**Source text**
Jay Riggio: Fountain of youth

A yearning for the good old days of skateboarding.

Posted 12:01 GMT on February 1, 2010 Comments (5)

Growing up, we were the future. We had Nintendo, laser discs, CDs and towards the end of our adolescence, the blossoming internet. And all the while, we had skateboarding.

Nothing around us could be dated. Nothing we were experiencing first hand could have possibly been surpassed, outdone or hammered deep beneath the surface of the what went before it. We were paving the way, digging the imprint for our contemporaries to follow. We were the youth and, as far as skateboarding was concerned, we were what mattered most. And in our precocious, altered state of adolescence, that’s how it all truly felt.

It was a perfect time. If you weren’t a skateboarder, then you didn’t understand. You couldn’t understand because you weren’t welcome. We were hated, detested by the popular standard and misunderstood by all. Nobody wanted a thing to do with us and we wanted nothing to do with them - unless of course they had something to do with skateboarding. It was all perfectly fitting, beautiful and right in every single way imaginable. Skateboarding was ours.

But one day, a couple of funny things happened. We started to get old and perhaps even worse yet, we, as skateboarders, started to become likeable. Somewhere, someplace, somebody decided that skateboarding was cool. The media embraced it. Advertisements and movies featured skating: tailoring it to sell, deeming it cool and aligning it with popular culture. Corporate entities with no roots whatsoever in skateboarding began to infiltrate the market, repossessing the culture and the lifestyle in order to turn a substantial profit. What happened to the days of skateboarding being the graceful black sheep of the herd? And what happened to our youth? These two great questions seemed to coincide almost exclusively with each other and it was difficult as anything to make sense of.

**Short task 1**
List each technology the skateboarding essay names in the sentence beginning "We had Nintendo."
**Short task 2**
Lay out every line of the entries below as a Markdown table with columns Row and Line. Number each row and leave out blank lines.

**Stored rows**
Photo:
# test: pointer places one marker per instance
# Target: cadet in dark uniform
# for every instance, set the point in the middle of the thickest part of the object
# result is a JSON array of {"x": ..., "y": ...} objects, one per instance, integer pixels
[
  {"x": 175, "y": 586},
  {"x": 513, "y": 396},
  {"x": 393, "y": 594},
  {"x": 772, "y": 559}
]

**Full answer 1**
- Nintendo
- Laser discs
- CDs
- The internet

**Full answer 2**
| Row | Line |
|---|---|
| 1 | Photo: |
| 2 | # test: pointer places one marker per instance |
| 3 | # Target: cadet in dark uniform |
| 4 | # for every instance, set the point in the middle of the thickest part of the object |
| 5 | # result is a JSON array of {"x": ..., "y": ...} objects, one per instance, integer pixels |
| 6 | [ |
| 7 |   {"x": 175, "y": 586}, |
| 8 |   {"x": 513, "y": 396}, |
| 9 |   {"x": 393, "y": 594}, |
| 10 |   {"x": 772, "y": 559} |
| 11 | ] |